-- start INFORMATION SHOWN --

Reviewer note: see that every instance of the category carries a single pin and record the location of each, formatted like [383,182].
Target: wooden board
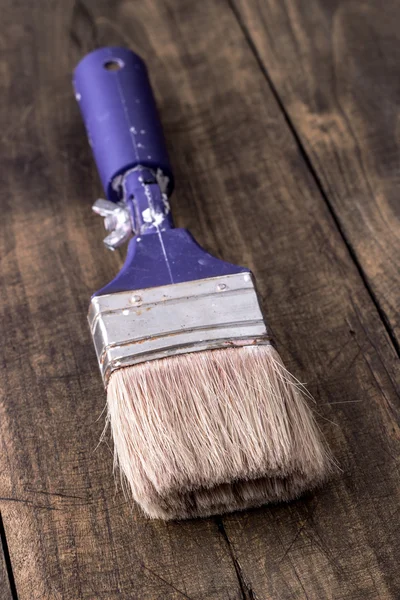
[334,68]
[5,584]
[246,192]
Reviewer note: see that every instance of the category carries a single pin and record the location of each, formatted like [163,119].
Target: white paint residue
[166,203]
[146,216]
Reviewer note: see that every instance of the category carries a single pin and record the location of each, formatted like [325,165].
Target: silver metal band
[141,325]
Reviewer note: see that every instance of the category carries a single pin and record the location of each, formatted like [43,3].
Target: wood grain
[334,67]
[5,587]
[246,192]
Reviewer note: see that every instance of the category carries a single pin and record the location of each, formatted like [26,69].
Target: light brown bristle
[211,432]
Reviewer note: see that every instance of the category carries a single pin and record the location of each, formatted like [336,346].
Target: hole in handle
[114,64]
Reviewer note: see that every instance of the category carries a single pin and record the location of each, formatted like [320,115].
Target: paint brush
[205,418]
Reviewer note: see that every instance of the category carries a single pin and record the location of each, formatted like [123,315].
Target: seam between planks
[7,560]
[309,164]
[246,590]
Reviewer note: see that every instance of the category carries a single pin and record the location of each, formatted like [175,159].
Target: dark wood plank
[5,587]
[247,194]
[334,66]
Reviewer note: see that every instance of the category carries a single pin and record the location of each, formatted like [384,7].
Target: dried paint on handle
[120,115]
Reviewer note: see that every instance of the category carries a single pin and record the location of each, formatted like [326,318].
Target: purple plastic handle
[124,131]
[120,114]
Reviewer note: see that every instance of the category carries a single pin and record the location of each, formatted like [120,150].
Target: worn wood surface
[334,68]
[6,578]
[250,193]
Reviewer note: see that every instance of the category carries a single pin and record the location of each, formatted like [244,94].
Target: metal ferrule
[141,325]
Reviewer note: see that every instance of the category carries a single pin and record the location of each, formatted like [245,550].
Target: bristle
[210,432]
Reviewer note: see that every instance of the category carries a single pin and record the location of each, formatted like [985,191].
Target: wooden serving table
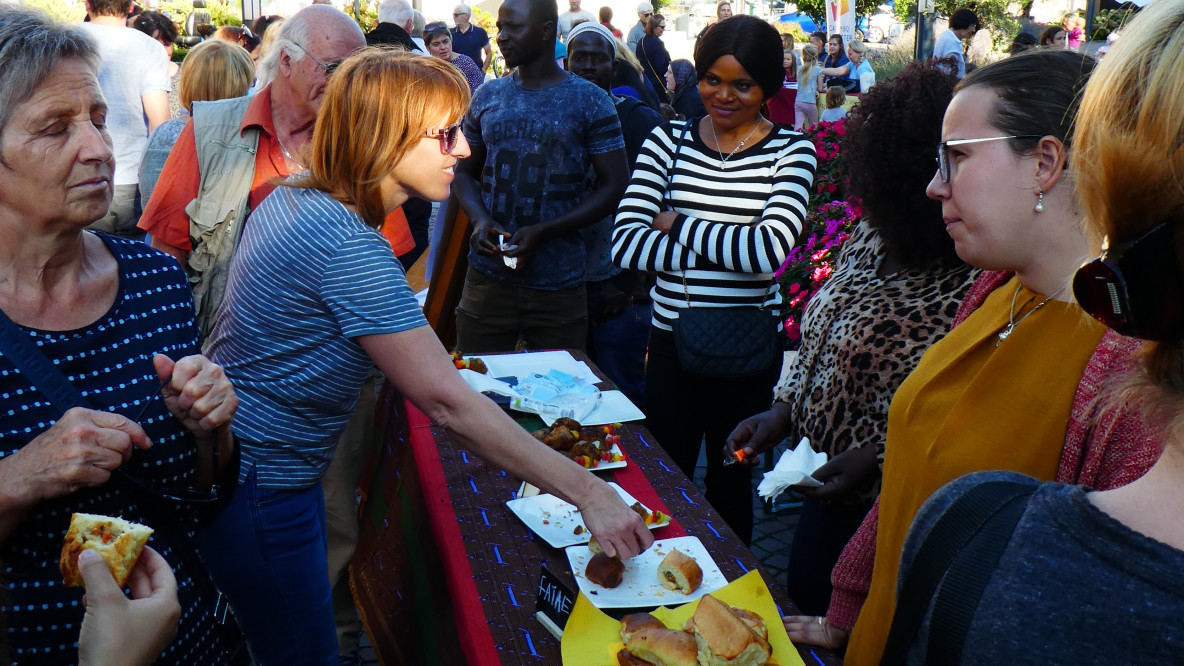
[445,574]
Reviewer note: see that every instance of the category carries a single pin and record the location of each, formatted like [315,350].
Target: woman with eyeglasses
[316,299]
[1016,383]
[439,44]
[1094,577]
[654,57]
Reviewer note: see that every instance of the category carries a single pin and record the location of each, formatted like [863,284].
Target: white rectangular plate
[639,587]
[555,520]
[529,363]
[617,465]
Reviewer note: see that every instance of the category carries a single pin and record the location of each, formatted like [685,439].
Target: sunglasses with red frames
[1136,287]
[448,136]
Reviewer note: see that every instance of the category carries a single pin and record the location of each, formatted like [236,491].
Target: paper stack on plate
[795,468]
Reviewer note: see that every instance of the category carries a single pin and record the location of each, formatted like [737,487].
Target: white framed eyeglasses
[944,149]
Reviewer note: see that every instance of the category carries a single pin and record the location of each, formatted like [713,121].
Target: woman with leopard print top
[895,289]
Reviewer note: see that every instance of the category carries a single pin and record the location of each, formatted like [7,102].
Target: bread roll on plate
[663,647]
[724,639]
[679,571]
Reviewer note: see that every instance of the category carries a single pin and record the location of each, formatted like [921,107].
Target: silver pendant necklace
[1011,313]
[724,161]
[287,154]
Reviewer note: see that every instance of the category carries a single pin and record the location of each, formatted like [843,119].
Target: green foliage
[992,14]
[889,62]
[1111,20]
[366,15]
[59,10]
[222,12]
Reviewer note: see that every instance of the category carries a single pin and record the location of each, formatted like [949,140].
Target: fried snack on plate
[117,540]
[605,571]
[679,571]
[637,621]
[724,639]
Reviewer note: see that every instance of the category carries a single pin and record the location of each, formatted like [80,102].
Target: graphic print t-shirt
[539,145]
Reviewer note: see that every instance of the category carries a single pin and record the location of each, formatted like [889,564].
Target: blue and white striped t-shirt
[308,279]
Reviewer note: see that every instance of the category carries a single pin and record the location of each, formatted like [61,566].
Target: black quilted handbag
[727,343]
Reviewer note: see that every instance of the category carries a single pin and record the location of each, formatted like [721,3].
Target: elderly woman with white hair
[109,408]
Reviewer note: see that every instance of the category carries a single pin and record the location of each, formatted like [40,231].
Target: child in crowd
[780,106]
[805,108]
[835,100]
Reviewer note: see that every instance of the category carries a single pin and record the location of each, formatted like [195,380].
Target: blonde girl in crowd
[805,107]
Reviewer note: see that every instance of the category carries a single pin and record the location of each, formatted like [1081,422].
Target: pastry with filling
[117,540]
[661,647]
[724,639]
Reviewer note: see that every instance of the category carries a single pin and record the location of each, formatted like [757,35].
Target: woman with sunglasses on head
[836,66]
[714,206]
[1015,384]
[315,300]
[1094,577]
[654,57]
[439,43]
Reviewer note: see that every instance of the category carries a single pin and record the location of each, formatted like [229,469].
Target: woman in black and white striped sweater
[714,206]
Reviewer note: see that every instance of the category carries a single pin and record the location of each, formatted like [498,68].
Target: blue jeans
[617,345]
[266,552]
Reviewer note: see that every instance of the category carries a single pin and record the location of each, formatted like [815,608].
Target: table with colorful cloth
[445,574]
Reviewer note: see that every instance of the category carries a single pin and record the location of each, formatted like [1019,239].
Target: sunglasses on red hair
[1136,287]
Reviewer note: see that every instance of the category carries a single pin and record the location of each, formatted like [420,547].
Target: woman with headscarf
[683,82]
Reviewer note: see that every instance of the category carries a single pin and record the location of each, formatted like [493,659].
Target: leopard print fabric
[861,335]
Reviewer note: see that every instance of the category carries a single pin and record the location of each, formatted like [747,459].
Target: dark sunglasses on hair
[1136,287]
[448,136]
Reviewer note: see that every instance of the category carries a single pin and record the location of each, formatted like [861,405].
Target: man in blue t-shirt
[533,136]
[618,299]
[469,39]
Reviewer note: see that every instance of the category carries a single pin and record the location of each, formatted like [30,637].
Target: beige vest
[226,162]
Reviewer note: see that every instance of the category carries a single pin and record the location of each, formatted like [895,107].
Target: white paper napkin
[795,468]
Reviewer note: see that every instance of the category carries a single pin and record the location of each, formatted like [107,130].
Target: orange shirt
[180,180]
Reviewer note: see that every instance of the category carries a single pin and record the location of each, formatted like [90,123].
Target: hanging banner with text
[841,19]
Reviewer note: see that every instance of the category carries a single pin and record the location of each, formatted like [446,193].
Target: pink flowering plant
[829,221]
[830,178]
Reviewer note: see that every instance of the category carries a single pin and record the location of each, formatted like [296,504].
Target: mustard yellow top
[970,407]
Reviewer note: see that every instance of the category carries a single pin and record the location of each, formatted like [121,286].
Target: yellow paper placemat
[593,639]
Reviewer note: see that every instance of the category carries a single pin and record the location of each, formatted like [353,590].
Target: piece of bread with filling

-- end INFORMATION SHOWN --
-- start INFORMATION SHOWN --

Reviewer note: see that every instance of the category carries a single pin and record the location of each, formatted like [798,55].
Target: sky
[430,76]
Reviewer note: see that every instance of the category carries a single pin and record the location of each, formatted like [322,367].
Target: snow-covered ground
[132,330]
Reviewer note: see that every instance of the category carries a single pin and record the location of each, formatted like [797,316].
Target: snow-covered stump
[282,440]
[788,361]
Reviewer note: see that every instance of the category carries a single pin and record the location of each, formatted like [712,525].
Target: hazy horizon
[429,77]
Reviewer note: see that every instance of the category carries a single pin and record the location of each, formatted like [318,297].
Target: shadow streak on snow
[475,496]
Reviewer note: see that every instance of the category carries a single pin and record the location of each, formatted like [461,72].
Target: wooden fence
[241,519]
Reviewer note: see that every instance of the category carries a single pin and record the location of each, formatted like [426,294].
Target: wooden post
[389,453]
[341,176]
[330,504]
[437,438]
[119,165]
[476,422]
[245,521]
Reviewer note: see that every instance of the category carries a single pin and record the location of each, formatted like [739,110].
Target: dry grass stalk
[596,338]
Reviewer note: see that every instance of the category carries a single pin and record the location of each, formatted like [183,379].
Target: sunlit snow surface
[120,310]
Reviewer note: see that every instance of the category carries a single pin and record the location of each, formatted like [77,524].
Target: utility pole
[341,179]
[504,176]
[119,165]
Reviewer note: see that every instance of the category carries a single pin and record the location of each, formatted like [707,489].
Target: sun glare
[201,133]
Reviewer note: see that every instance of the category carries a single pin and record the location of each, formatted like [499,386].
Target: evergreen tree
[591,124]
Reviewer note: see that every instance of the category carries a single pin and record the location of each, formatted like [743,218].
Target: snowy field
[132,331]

-- end INFORMATION SHOWN --

### JOB
Find each line in the records above that contains the word "white", and copy those lines out. Case counts when matching.

### TASK SOLUTION
Target: white paint residue
Target: white rectangular plate
Target: white framed eyeglasses
Target: blue and white striped t-shirt
Target: elderly woman with white hair
Target: woman in black and white striped sweater
Target: white paper napkin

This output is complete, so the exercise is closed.